WHAT THE EXERCISE ASKS -
Output all the material that follows, exactly as given.

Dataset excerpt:
□ □ □ □ □ □ □
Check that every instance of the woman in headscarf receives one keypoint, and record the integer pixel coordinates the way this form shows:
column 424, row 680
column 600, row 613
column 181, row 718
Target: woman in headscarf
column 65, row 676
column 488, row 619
□ □ □ □ □ □ □
CORRECT ANSWER -
Check that every instance of the woman in headscarf receives one keypoint, and record the integer pixel coordinates the way this form shows:
column 424, row 680
column 600, row 613
column 181, row 718
Target: woman in headscarf
column 65, row 676
column 488, row 619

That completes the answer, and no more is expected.